### Provided text:
____________
And yet we must also remain vigilant, for impressive treaties and comprehensive reports will not have their desired impact, unless we are willing and able to make a difference at the grassroots level - in the clinics, in our schools and in workplaces.

Much needs to be done in this regard, and we can start by learning from best practices in Africa that address the barriers encountered by people with disabilities.

There is also a need to ensure that people with disabilities and their families are supported and informed so that they can take control of their own health. People with disabilities often face extra costs as they must pay for a taxi given that the bus is not accessible. They may require special diets, or other types of extra support. We must tackle these barriers and added costs. In low income countries, lack of funding prevents us from providing the entire package of healthcare services needed. Given this limitation, as the Report emphasizes, people with disabilities are 50% more likely to suffer catastrophic health expenditure than non-disabled people. Thus, it is important to reduce out-of-pocket health costs wherever we can.
____________
### What needs to be done:
Reproduce the passage on disability and health word for word, starting at the words "There is also" and stopping after the words "wherever we can.".

### Available data:
____________
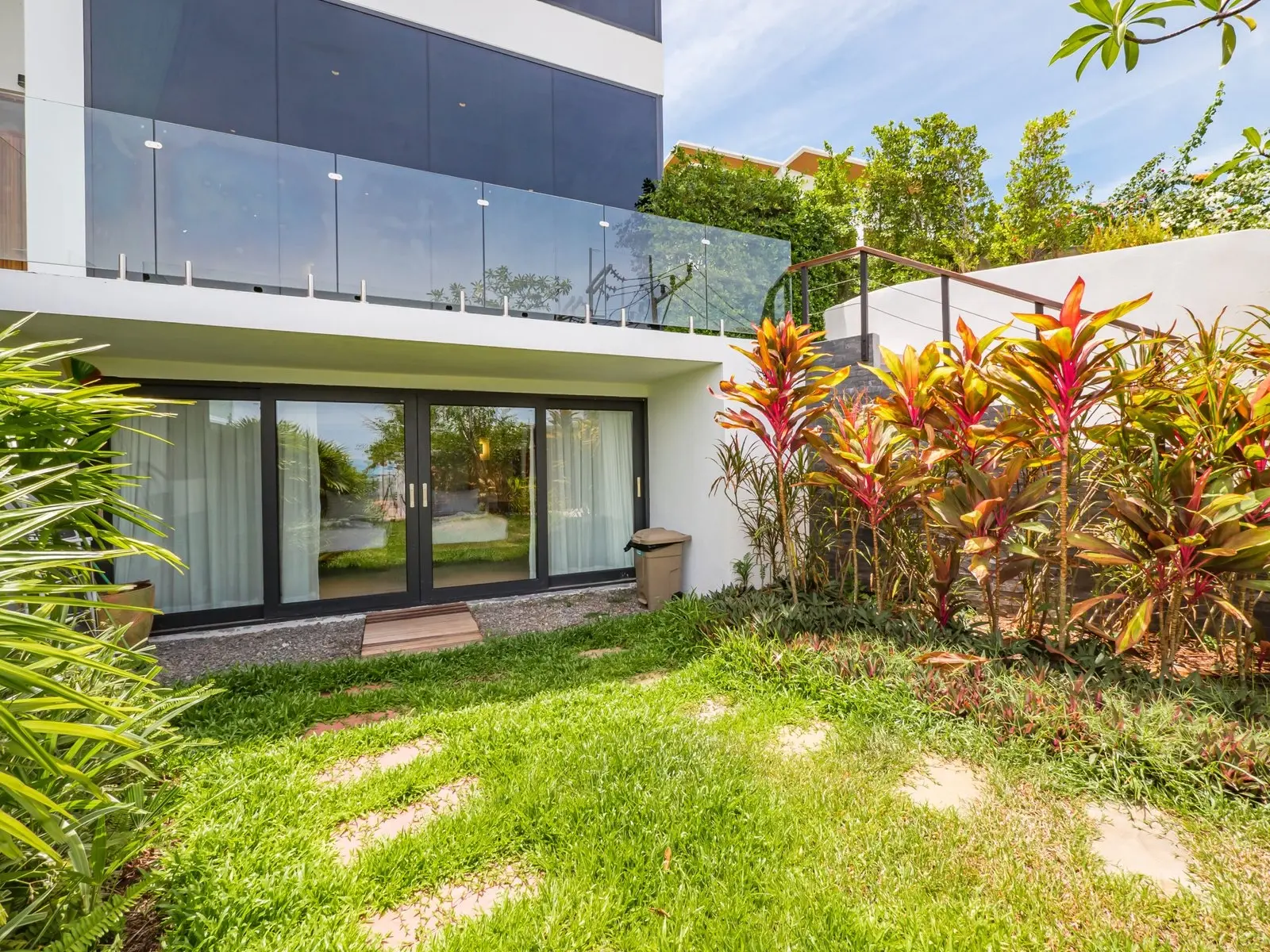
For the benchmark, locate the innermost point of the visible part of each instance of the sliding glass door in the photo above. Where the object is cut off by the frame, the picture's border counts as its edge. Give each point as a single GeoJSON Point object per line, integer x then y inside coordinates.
{"type": "Point", "coordinates": [291, 501]}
____________
### Answer to this problem:
There is also a need to ensure that people with disabilities and their families are supported and informed so that they can take control of their own health. People with disabilities often face extra costs as they must pay for a taxi given that the bus is not accessible. They may require special diets, or other types of extra support. We must tackle these barriers and added costs. In low income countries, lack of funding prevents us from providing the entire package of healthcare services needed. Given this limitation, as the Report emphasizes, people with disabilities are 50% more likely to suffer catastrophic health expenditure than non-disabled people. Thus, it is important to reduce out-of-pocket health costs wherever we can.